▸ Activity: Copy everything in the listing below word for word, apart from any images.

----------

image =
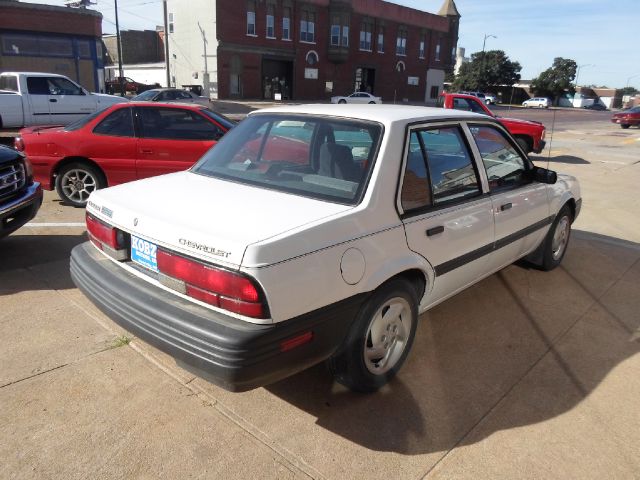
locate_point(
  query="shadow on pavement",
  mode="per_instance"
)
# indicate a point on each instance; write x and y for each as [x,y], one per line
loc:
[518,348]
[46,257]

----------

▸ Answer:
image =
locate_point(
  query="shadow on pavement",
  mode="per_instance"
)
# indicate a point on each instance; write x and y for each as [x,y], one per line
loc:
[518,348]
[46,257]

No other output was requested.